* [SOURCE DOCUMENT]:

• • • • •

Fatalistic fans might be surprised, but I think Donaldson will be just fine in pinstripes. The guy just hit .247/.352/.475 (124 wRC+) in a down year; it’s not outrageous to think he might still have value. Will his defense ever recover to its pre-injury levels? Probably not. But the Yankees didn’t bring him in for his glove, and while it might have been more satisfying to use the money they allocated to him to sign Carlos Correa, Donaldson will do a good job of lengthening their lineup nonetheless. He should hit for power and get on base frequently.

He’ll also presumably get plenty of DH days, which means LeMahieu will spend some time at third as well. He’s another player whose decline has been greatly overstated; did you know he was worth 2.4 WAR last year and produced an average batting line? His power fell off a cliff, and he didn’t look like the borderline MVP candidate from early in his Yankees tenure, but he gets such a boost from never striking out and taking piles of walks that even a slight rebound in power production will make his overall line sing. Sure, it’s not ideal to give a time share to two righties whose combined age is pushing 70, but when they’re both this good at hitting, it will probably work anyway.

• • • • •

* [GIVEN MATERIAL]:

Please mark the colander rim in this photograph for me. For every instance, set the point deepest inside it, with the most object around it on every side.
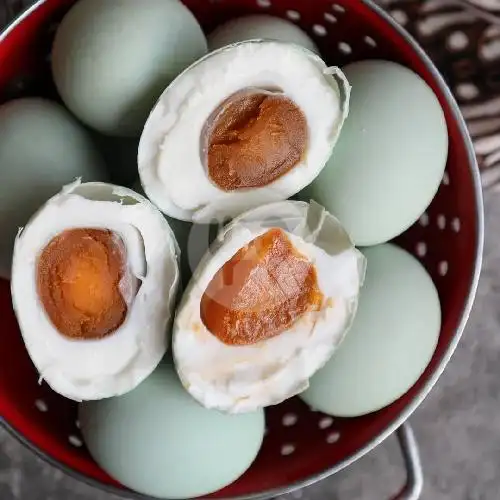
(427, 386)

• • • • •

* [STATED GOAL A]: According to the Yankees passage, how many WAR was LeMahieu worth last year?
* [STATED GOAL B]: Translate this sentence from the Yankees passage into Spanish: "He should hit for power and get on base frequently."
* [STATED GOAL C]: Update the Yankees passage by writing it out again starting with "Fatalistic fans might" and going on through "on base frequently.", with "pinstripes" changed to "a Yankees uniform".

* [WORKED SOLUTION A]: LeMahieu was worth 2.4 WAR last year.

* [WORKED SOLUTION B]: Debería batear con poder y embasarse con frecuencia.

* [WORKED SOLUTION C]:
Fatalistic fans might be surprised, but I think Donaldson will be just fine in a Yankees uniform. The guy just hit .247/.352/.475 (124 wRC+) in a down year; it’s not outrageous to think he might still have value. Will his defense ever recover to its pre-injury levels? Probably not. But the Yankees didn’t bring him in for his glove, and while it might have been more satisfying to use the money they allocated to him to sign Carlos Correa, Donaldson will do a good job of lengthening their lineup nonetheless. He should hit for power and get on base frequently.